● Problem description: All lines from the one with "for the cobblestone" to the end need to be copied exactly, with nothing before them.

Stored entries
** begin **

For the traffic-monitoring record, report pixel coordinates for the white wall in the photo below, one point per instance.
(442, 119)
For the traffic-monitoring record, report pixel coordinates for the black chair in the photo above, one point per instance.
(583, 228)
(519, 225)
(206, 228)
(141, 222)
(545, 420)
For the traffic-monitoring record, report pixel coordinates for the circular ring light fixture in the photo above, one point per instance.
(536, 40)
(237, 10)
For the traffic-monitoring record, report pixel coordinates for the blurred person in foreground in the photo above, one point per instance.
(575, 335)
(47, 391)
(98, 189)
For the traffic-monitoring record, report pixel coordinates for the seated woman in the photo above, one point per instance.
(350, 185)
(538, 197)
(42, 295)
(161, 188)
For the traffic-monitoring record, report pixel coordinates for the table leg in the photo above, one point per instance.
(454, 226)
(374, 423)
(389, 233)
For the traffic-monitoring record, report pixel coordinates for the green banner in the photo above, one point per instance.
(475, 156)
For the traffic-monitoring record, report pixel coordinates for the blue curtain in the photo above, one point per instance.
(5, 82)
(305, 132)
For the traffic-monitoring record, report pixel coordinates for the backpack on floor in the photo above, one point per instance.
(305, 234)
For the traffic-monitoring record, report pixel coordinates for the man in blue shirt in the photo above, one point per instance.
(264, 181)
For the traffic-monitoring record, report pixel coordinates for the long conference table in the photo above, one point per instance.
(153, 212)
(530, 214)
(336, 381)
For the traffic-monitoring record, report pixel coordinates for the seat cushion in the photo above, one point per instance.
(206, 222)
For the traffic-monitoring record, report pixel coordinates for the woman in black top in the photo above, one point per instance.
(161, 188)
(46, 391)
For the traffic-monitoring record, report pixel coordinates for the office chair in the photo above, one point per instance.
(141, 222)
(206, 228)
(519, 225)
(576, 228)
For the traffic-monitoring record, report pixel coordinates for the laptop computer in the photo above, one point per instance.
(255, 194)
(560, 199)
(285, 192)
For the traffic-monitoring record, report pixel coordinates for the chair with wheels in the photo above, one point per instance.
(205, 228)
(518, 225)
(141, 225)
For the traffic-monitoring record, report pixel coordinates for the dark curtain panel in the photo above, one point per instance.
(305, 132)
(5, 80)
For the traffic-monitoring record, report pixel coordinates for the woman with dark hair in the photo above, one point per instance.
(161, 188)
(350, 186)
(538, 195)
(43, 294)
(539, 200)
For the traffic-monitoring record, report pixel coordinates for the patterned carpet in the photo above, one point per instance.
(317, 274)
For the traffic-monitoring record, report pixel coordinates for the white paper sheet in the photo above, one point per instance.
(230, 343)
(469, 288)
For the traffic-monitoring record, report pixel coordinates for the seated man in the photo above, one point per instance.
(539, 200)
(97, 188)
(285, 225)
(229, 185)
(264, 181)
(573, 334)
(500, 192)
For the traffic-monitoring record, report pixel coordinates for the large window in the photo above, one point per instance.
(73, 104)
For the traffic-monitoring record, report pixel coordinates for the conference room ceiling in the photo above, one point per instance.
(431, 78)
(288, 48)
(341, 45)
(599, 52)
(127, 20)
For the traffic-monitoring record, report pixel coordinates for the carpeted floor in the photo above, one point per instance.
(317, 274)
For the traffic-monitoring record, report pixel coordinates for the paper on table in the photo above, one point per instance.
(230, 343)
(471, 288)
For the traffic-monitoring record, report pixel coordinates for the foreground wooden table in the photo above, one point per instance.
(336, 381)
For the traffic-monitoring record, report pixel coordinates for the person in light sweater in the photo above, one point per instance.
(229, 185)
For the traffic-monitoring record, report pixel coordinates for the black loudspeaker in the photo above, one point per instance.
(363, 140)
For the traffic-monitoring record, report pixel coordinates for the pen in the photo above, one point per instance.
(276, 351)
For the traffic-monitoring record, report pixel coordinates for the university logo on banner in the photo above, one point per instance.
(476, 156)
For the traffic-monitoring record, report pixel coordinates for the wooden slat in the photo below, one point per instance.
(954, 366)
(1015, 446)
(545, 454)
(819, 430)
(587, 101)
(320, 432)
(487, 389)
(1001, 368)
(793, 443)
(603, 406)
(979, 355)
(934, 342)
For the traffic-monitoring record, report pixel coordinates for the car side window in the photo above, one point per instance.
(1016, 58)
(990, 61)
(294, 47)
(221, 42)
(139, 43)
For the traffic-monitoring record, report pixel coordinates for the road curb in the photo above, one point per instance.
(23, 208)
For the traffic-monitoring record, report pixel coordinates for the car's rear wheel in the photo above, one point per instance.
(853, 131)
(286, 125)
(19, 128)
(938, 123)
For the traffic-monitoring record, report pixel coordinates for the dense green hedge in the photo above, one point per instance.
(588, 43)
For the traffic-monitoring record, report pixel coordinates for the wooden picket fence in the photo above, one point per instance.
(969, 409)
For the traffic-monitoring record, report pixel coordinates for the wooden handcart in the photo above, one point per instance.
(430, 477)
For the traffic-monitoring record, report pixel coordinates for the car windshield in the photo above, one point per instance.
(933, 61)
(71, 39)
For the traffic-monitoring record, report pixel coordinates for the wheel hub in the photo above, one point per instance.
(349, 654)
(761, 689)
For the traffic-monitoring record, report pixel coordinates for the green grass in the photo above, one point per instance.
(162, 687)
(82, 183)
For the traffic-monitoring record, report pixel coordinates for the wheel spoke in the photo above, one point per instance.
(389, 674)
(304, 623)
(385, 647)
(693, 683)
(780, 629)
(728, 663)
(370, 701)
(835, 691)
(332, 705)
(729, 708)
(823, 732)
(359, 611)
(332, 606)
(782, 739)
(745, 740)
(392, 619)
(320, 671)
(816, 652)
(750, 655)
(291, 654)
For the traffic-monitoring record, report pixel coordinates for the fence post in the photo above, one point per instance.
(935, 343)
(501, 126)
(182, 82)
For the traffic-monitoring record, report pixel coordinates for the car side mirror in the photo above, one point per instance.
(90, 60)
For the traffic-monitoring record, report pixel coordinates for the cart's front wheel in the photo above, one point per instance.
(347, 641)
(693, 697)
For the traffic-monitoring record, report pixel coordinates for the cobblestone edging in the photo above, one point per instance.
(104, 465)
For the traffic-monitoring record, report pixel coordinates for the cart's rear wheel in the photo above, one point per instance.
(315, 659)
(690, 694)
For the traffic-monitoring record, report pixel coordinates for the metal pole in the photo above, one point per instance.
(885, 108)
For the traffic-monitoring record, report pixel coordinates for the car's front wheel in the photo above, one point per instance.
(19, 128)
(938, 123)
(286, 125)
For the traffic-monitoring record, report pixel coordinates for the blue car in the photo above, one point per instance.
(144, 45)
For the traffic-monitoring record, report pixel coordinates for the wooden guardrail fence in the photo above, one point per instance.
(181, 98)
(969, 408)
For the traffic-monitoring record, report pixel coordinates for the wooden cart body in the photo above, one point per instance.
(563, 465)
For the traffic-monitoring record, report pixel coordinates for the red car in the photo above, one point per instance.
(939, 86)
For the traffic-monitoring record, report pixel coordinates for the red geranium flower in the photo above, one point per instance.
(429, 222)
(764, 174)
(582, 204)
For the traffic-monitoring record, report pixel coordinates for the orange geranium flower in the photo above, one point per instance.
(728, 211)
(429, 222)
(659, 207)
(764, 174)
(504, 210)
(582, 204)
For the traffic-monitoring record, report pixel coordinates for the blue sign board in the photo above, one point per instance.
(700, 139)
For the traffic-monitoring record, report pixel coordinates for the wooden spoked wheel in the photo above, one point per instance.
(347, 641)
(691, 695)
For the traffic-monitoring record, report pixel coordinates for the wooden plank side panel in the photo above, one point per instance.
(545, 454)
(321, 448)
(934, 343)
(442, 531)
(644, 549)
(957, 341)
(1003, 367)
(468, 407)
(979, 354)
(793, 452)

** end **

● Exercise solution:
For the traffic-monitoring record, report pixel coordinates for the cobblestone edging in the photo above, one point per instance.
(104, 465)
For the traffic-monitoring record, report pixel coordinates for the cart's rear wheel in the photo above, one point per instance.
(315, 659)
(690, 694)
For the traffic-monitoring record, report pixel coordinates for the metal pole in the photo above, one point per instance.
(885, 108)
For the traffic-monitoring record, report pixel coordinates for the car's front wheel in the photo above, one point per instance.
(19, 128)
(938, 123)
(286, 125)
For the traffic-monitoring record, report pixel coordinates for the blue car in the photo above, one point per instance.
(144, 45)
For the traffic-monitoring record, report pixel coordinates for the wooden guardrail fence in the photo above, one point per instance.
(181, 98)
(969, 408)
For the traffic-monitoring record, report pixel coordinates for the wooden cart body in the photo above, one point per instance.
(563, 465)
For the traffic-monitoring record, report pixel coordinates for the red car in the photo above, one point per instance.
(939, 86)
For the traffic-monitoring record, report pixel coordinates for the red geranium flower in the photo above, one point per instance.
(429, 222)
(764, 174)
(582, 204)
For the traffic-monitoring record, report pixel coordinates for the orange geranium flower in the photo above, one point per instance.
(728, 211)
(429, 222)
(659, 207)
(764, 174)
(504, 210)
(582, 204)
For the traffic-monitoring record, report pixel coordinates for the blue sign board in the photo above, one point per instance.
(700, 139)
For the traffic-monitoring record, report pixel coordinates for the wooden spoked wheel in the photo above, one point per instance.
(347, 641)
(691, 695)
For the traffic-monitoring record, report pixel coordinates for the wooden plank side panel in the photo above, one point per instance.
(545, 454)
(321, 448)
(934, 343)
(442, 531)
(644, 549)
(957, 341)
(1003, 367)
(468, 407)
(979, 354)
(793, 452)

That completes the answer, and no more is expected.